→ **Task requirements**:
Output the passage of the text about the UK–Missouri relationship starting at "In totality, the" and ending at "market in 2015.", copied word for word.

→ **Extract provided**:

Last month, British Consul General Stephen Bridges visited Missouri to further strengthen the economic and political connections between the United Kingdom and Missouri. As Her Majesty’s Honorary Consul of the United Kingdom for Missouri, I had the privilege of arranging the visit in partnership with Missouri’s International Trade Lead, Ann Pardalos, and working to ensure the visit was a powerful opportunity to strengthen the connections between the United Kingdom and Missouri.
Speaking on the floor of the Missouri House of Representatives at the invitation of Speaker Richardson, the Consul General spoke of the 300-year history between Missouri and the UK, built on three pillars—business, politics and working together against common foes. He did also make mention of the rare occasions in the late 1700s and early 1800s when we didn’t get along quite as well as we do today.
“The biggest foreign investor in the United States has been, is, and will continue to be the United Kingdom,” Consul General Bridges told the assembled legislators.
In totality, the UK and the US have a multi-billion dollar trade and investment relationship with the UK listed by CBI as the top investor in the US economy. And every morning a million people in the UK get up and go to work for US companies, and a million people in the US get up, a few hours later, and go to work for UK companies.
In 2016, Missouri sent $302 million in goods to the UK. And the UK sent $340 million in goods back our way. In the services industry the relationship is even stronger. Missouri’s services exports to the UK in 2015 totaled $818 million. This trade supports 8,300 jobs. Missouri is also home to about 150 companies that have British ownership, with more than 23,000 Missourians working for them every day. All in, there’s a $1.12 billion annual investment by the UK in Missouri, making the UK Missouri’s 4thlargest export market in 2015.
Missouri exports to the UK include computer equipment, pharmaceuticals and medicines, chemicals, metals and more. A small category, but an important one for me personally is wooden barrels used extensively in the production of Scotch. Coming the other way, beverages, machinery, chemicals, and electronics top the list of British exports to Missouri.
On the service side of the trade relationship, the $818 million in exports to the UK include travel, financial services, insurance and data services.
And in case you were wondering, some of the British companies that have set up shop in Missouri are AB Mauri (Associated British Foods), Bull Moose Tube (Caparo Industries), Thomson Reuters, The Weir Group, Amdocs, BP, Bunzl, GKN, Unilever and GlaxoSmithKline. And Missouri companies investing in the UK include Enterprise Rent-A-Car, Build-A-Bear, Cerner, Emerson, Energizer, H&R Block, Hallmark Cards, Reinsurance Group of America, and Stifel Financial.
The Missouri and UK economies partner to create a great trade and investment relationship that creates and supports jobs on both sides of the Pond. It truly is, as Sir Winston Churchill first claimed during his 1946 “Sinews of Peace” speech in Fulton, Missouri, a special relationship.

→ **Data provided**:
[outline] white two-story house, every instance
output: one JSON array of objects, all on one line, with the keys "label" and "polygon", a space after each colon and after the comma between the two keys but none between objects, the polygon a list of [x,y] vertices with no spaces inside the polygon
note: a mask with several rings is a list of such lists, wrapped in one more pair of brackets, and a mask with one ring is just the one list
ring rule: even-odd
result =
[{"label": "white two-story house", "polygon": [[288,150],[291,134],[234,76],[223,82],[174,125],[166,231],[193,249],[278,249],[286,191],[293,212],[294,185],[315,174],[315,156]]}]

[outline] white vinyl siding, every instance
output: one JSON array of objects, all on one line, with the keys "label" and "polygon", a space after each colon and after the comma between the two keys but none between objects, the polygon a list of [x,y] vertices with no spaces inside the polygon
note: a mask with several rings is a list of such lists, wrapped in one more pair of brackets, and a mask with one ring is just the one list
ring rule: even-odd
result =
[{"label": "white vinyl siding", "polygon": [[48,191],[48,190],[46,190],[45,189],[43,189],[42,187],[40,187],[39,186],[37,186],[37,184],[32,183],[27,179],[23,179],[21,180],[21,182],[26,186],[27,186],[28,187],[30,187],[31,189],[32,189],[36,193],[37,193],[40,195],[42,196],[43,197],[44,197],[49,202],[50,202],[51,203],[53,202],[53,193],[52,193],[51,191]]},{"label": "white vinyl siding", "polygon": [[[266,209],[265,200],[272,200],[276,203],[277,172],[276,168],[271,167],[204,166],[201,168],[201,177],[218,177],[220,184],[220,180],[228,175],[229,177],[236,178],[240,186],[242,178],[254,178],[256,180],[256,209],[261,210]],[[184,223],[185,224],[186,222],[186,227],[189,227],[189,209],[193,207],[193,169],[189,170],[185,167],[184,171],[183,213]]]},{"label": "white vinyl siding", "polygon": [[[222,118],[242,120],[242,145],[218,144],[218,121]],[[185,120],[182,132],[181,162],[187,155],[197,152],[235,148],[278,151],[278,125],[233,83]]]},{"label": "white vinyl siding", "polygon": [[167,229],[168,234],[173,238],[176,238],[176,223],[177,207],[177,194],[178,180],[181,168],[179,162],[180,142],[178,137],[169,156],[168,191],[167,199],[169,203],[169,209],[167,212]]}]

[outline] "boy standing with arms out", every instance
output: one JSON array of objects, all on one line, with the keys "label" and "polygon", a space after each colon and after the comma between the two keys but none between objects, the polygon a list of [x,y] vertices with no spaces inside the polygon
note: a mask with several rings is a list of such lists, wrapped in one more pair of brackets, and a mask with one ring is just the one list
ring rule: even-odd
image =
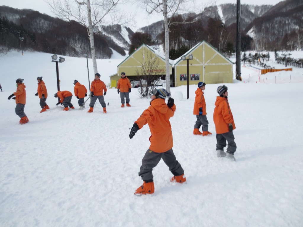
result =
[{"label": "boy standing with arms out", "polygon": [[154,192],[152,169],[161,159],[174,174],[171,181],[181,183],[186,181],[184,171],[177,160],[172,149],[172,133],[169,120],[176,110],[174,100],[169,98],[166,105],[165,98],[169,94],[163,88],[155,88],[152,94],[150,106],[135,122],[129,133],[129,138],[132,139],[137,131],[146,124],[152,133],[149,137],[151,145],[142,159],[139,172],[139,176],[143,180],[143,184],[136,190],[135,194],[137,195]]},{"label": "boy standing with arms out", "polygon": [[[210,136],[212,134],[208,131],[208,120],[206,117],[206,105],[204,98],[204,92],[205,90],[205,84],[203,82],[198,83],[198,88],[195,92],[196,98],[195,99],[194,106],[194,114],[196,115],[197,121],[194,129],[194,135],[202,135]],[[202,125],[202,134],[199,130]]]},{"label": "boy standing with arms out", "polygon": [[[219,86],[217,92],[220,95],[217,97],[214,110],[214,122],[216,127],[217,139],[217,155],[218,157],[226,157],[232,161],[235,161],[234,153],[237,149],[233,130],[236,128],[234,117],[227,100],[228,92],[225,85]],[[226,146],[226,153],[223,150]]]}]

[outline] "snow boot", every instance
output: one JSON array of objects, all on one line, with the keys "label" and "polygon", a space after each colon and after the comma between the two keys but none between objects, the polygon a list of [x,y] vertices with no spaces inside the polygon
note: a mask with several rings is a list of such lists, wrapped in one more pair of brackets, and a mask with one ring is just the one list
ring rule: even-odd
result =
[{"label": "snow boot", "polygon": [[186,182],[186,178],[184,176],[184,174],[179,176],[174,176],[171,179],[171,182],[177,182],[182,184]]},{"label": "snow boot", "polygon": [[199,130],[198,128],[195,128],[194,129],[194,135],[202,135],[202,133]]},{"label": "snow boot", "polygon": [[223,150],[217,150],[217,156],[218,158],[225,157],[226,156],[226,153]]},{"label": "snow boot", "polygon": [[234,154],[231,153],[229,153],[228,151],[226,151],[226,156],[225,156],[226,158],[228,159],[231,161],[235,161],[236,160],[236,159],[235,158]]},{"label": "snow boot", "polygon": [[44,107],[43,108],[42,108],[42,110],[40,111],[40,113],[42,113],[42,112],[44,112],[46,111],[46,107]]},{"label": "snow boot", "polygon": [[208,131],[203,131],[203,136],[211,136],[212,135],[212,133],[211,133],[208,132]]},{"label": "snow boot", "polygon": [[142,194],[152,194],[155,192],[155,186],[154,182],[145,183],[144,181],[143,184],[139,187],[136,190],[134,193],[135,195]]}]

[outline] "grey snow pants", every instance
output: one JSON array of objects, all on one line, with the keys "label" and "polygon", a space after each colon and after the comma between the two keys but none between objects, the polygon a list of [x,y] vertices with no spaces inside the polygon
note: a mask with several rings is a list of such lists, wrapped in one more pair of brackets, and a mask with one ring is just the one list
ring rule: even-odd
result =
[{"label": "grey snow pants", "polygon": [[164,153],[157,153],[148,149],[142,159],[142,165],[139,172],[139,176],[143,180],[152,179],[153,168],[158,164],[161,158],[174,176],[179,176],[184,173],[181,165],[177,160],[172,149]]},{"label": "grey snow pants", "polygon": [[199,129],[202,125],[202,131],[208,131],[208,120],[206,115],[196,115],[197,120],[195,125],[195,128]]},{"label": "grey snow pants", "polygon": [[16,105],[16,108],[15,108],[15,112],[16,114],[19,116],[20,118],[23,117],[25,116],[25,113],[24,113],[24,107],[25,107],[25,104],[22,104],[21,103],[18,103]]},{"label": "grey snow pants", "polygon": [[217,134],[217,147],[216,150],[223,150],[224,147],[226,146],[226,140],[227,141],[227,151],[231,154],[233,154],[237,150],[237,145],[235,142],[235,136],[232,132],[228,132],[222,134]]},{"label": "grey snow pants", "polygon": [[99,102],[101,104],[102,107],[106,107],[106,104],[104,101],[104,97],[103,95],[95,95],[94,97],[91,98],[91,102],[89,104],[90,107],[93,107],[95,103],[96,102],[97,100],[99,100]]}]

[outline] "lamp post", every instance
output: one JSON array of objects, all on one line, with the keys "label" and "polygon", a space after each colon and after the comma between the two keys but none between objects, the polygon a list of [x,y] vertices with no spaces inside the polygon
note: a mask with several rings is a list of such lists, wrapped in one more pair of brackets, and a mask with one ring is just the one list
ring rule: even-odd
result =
[{"label": "lamp post", "polygon": [[[52,55],[52,61],[54,62],[56,62],[56,72],[57,73],[57,88],[58,89],[58,91],[60,90],[60,85],[59,84],[59,68],[58,65],[58,62],[63,62],[65,61],[65,58],[64,58],[59,57],[59,61],[56,61],[58,58],[58,56],[56,54],[54,54]],[[58,100],[60,101],[60,98],[58,97]]]},{"label": "lamp post", "polygon": [[186,80],[187,81],[187,99],[189,98],[189,63],[188,62],[190,60],[192,60],[194,58],[194,56],[192,54],[191,54],[188,56],[188,58],[186,58],[186,57],[184,55],[181,57],[181,59],[183,61],[186,61],[186,64],[187,66],[187,76],[186,76]]},{"label": "lamp post", "polygon": [[89,94],[91,94],[91,83],[89,82],[89,73],[88,72],[88,60],[87,59],[87,54],[83,54],[83,56],[86,58],[86,64],[87,64],[87,75],[88,77],[88,90],[89,90]]}]

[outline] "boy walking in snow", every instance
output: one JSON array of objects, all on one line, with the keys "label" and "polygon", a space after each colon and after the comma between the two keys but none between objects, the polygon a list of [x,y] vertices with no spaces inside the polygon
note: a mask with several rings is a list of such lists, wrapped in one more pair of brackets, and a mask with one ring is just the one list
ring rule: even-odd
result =
[{"label": "boy walking in snow", "polygon": [[[216,127],[217,139],[217,155],[218,157],[226,157],[232,161],[235,161],[234,153],[237,149],[235,142],[235,137],[232,130],[236,128],[234,117],[227,100],[228,92],[227,87],[225,85],[219,86],[217,92],[219,96],[217,97],[214,111],[214,122]],[[226,153],[223,148],[226,146]]]},{"label": "boy walking in snow", "polygon": [[[197,121],[194,126],[194,134],[202,135],[203,136],[212,135],[208,131],[208,122],[206,117],[206,105],[203,92],[205,90],[205,83],[203,82],[198,83],[198,88],[195,93],[196,97],[194,106],[194,114],[197,117]],[[199,130],[201,125],[203,134]]]},{"label": "boy walking in snow", "polygon": [[163,88],[155,88],[152,94],[150,106],[135,122],[129,133],[129,138],[132,139],[137,131],[146,124],[152,133],[149,137],[151,145],[142,159],[139,172],[139,176],[143,181],[143,184],[135,192],[137,195],[154,192],[152,169],[161,159],[174,175],[171,181],[181,183],[186,181],[184,170],[177,160],[172,149],[172,133],[169,120],[176,110],[174,100],[169,98],[166,105],[165,98],[169,94]]},{"label": "boy walking in snow", "polygon": [[75,96],[79,100],[78,100],[78,104],[80,107],[79,109],[79,110],[82,110],[85,108],[84,106],[84,97],[87,96],[87,89],[85,86],[81,84],[77,80],[74,81],[74,85],[75,85],[74,88]]},{"label": "boy walking in snow", "polygon": [[36,96],[39,95],[39,97],[40,98],[40,106],[42,108],[40,113],[42,113],[49,109],[49,107],[46,104],[47,90],[44,81],[42,80],[42,77],[37,77],[37,81],[38,81],[38,88],[37,89],[38,92],[35,95]]},{"label": "boy walking in snow", "polygon": [[8,96],[8,100],[14,95],[16,97],[13,98],[13,99],[16,100],[16,108],[15,112],[16,114],[21,118],[19,121],[19,123],[23,124],[27,123],[29,121],[24,113],[24,107],[26,103],[26,92],[25,90],[25,85],[23,83],[23,79],[18,78],[16,81],[17,83],[17,90],[15,92],[14,92]]}]

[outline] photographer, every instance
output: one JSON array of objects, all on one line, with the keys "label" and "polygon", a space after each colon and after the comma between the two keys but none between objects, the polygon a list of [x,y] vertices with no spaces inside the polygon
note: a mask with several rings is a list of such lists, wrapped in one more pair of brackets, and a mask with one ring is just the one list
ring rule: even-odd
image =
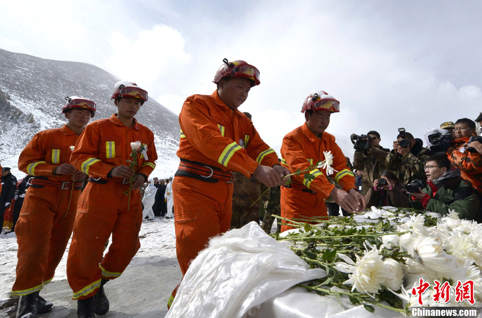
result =
[{"label": "photographer", "polygon": [[423,147],[421,139],[414,138],[404,128],[400,128],[399,133],[393,150],[387,156],[387,169],[395,173],[404,186],[415,179],[425,180],[424,165],[431,155],[430,151]]},{"label": "photographer", "polygon": [[374,181],[373,186],[365,195],[367,206],[410,208],[408,197],[395,174],[388,170],[383,170],[380,175],[380,179]]},{"label": "photographer", "polygon": [[381,139],[375,130],[369,132],[366,137],[357,137],[361,139],[355,143],[353,166],[363,171],[362,194],[365,195],[373,185],[374,180],[380,177],[380,172],[385,169],[385,160],[390,149],[379,145]]},{"label": "photographer", "polygon": [[447,152],[449,160],[460,170],[462,179],[470,181],[479,193],[482,193],[482,156],[477,152],[479,147],[476,142],[470,140],[471,137],[476,136],[475,123],[468,118],[459,119],[455,122],[454,132],[454,145]]},{"label": "photographer", "polygon": [[427,186],[412,193],[410,203],[413,208],[445,215],[455,210],[461,218],[480,220],[479,202],[470,184],[460,177],[460,171],[451,169],[450,161],[443,155],[436,155],[427,160],[425,173]]}]

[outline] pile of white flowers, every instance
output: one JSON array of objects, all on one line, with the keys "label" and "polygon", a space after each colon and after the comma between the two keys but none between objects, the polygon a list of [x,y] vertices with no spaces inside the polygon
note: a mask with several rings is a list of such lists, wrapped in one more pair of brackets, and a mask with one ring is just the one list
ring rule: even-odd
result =
[{"label": "pile of white flowers", "polygon": [[[318,219],[317,225],[303,222],[314,220],[294,220],[299,229],[276,237],[290,242],[312,267],[327,271],[327,277],[304,284],[307,289],[338,299],[347,296],[371,311],[370,305],[376,305],[406,312],[420,306],[419,300],[424,306],[481,306],[482,224],[461,220],[454,212],[443,217],[374,207],[353,217]],[[469,280],[474,283],[473,304],[456,300],[457,283]],[[437,293],[435,281],[448,282],[449,297]],[[421,282],[430,288],[412,293]],[[444,296],[438,302],[436,293]]]}]

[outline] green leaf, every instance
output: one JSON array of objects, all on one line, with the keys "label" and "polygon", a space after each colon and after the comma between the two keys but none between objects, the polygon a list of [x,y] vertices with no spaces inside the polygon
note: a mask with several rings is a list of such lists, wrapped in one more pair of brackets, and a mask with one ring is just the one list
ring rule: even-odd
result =
[{"label": "green leaf", "polygon": [[364,304],[363,307],[365,308],[365,309],[366,309],[367,311],[369,311],[370,312],[375,312],[375,308],[374,308],[373,306],[372,306],[367,305],[366,304]]}]

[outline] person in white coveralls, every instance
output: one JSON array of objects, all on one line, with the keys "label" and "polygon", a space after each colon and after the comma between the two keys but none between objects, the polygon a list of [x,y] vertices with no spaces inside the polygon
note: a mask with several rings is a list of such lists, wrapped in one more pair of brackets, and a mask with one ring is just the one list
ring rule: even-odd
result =
[{"label": "person in white coveralls", "polygon": [[172,176],[169,177],[169,182],[166,187],[166,193],[164,194],[164,198],[167,202],[167,212],[166,213],[166,218],[172,218],[172,207],[174,207],[174,201],[172,200]]},{"label": "person in white coveralls", "polygon": [[147,186],[144,191],[144,197],[142,199],[142,203],[144,205],[144,210],[142,212],[142,219],[149,216],[149,219],[154,219],[154,211],[152,206],[155,201],[156,191],[157,189],[154,186],[154,180],[150,179],[147,181]]}]

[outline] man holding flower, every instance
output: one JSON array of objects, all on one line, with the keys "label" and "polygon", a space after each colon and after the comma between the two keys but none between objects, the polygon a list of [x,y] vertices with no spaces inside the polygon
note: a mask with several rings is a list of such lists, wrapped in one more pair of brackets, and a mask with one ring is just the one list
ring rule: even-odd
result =
[{"label": "man holding flower", "polygon": [[[71,157],[72,165],[90,176],[79,199],[67,259],[78,317],[109,311],[104,285],[120,276],[140,247],[139,188],[157,159],[154,134],[134,117],[147,98],[134,83],[116,83],[111,99],[118,113],[88,126]],[[112,243],[103,259],[111,234]]]},{"label": "man holding flower", "polygon": [[[329,197],[344,210],[363,211],[365,198],[355,186],[346,158],[335,137],[325,131],[331,114],[339,111],[339,102],[326,92],[314,91],[306,98],[301,111],[306,122],[283,138],[282,164],[292,173],[306,173],[293,175],[292,183],[282,187],[281,216],[290,219],[327,216],[325,200]],[[342,189],[326,177],[334,173]],[[291,228],[284,225],[281,231]]]}]

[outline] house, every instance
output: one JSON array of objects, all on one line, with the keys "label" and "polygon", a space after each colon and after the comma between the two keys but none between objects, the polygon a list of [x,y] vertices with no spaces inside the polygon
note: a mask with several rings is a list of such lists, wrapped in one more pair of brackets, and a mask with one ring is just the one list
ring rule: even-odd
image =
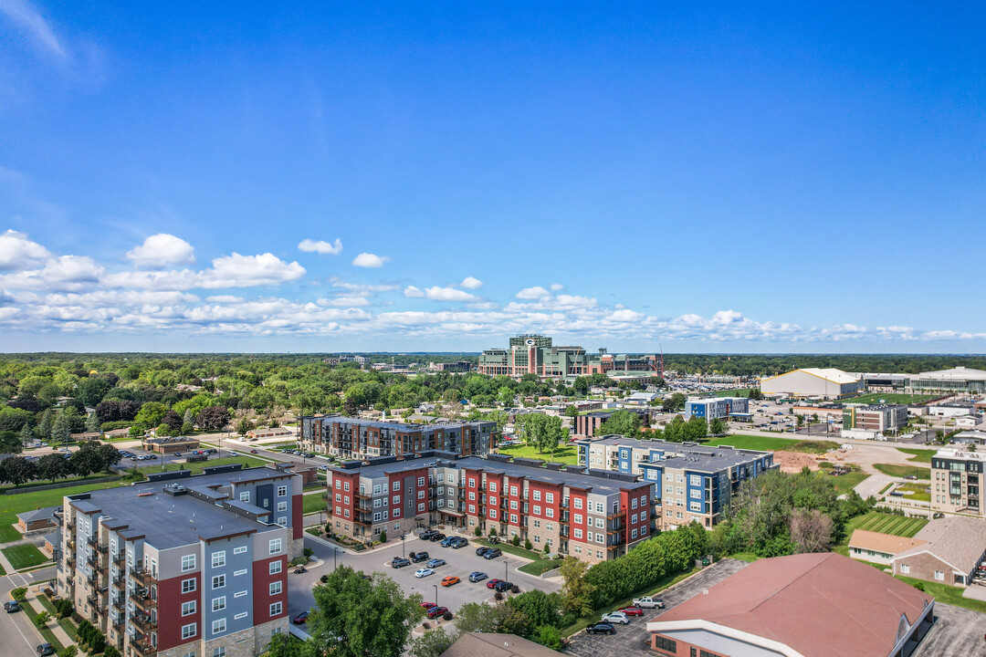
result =
[{"label": "house", "polygon": [[517,634],[466,632],[442,657],[558,657],[558,653]]},{"label": "house", "polygon": [[896,555],[923,546],[927,541],[857,529],[849,539],[849,558],[890,565]]},{"label": "house", "polygon": [[935,600],[834,554],[751,563],[647,624],[662,657],[904,657]]},{"label": "house", "polygon": [[34,511],[18,513],[17,526],[20,527],[21,532],[35,532],[39,529],[54,527],[58,524],[54,514],[59,509],[59,506],[45,506]]},{"label": "house", "polygon": [[932,520],[914,538],[921,545],[893,557],[893,574],[968,586],[986,557],[986,522],[981,519],[951,516]]}]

→ **Solution to this exercise**:
In totality, the UK and the US have a multi-billion dollar trade and investment relationship with the UK listed by CBI as the top investor in the US economy. And every morning a million people in the UK get up and go to work for US companies, and a million people in the US get up, a few hours later, and go to work for UK companies.
In 2016, Missouri sent $302 million in goods to the UK. And the UK sent $340 million in goods back our way. In the services industry the relationship is even stronger. Missouri’s services exports to the UK in 2015 totaled $818 million. This trade supports 8,300 jobs. Missouri is also home to about 150 companies that have British ownership, with more than 23,000 Missourians working for them every day. All in, there’s a $1.12 billion annual investment by the UK in Missouri, making the UK Missouri’s 4thlargest export market in 2015.